- **MATERIAL FOR THIS TASK**
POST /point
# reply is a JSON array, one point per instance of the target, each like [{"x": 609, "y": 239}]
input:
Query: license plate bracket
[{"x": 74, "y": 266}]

- **REQUIRED TASK**
Rewrite every line of the records above, requests included. Multiply each x and y coordinate in the answers by 1.55 and round to the nearest whole number, with halves rounding up. Leave every other number in the requests unchanged, including the sample point in the format note.

- **COMPLETED TASK**
POST /point
# reply is a JSON array, one point per instance of the target, each like [{"x": 609, "y": 239}]
input:
Query: license plate bracket
[{"x": 115, "y": 412}]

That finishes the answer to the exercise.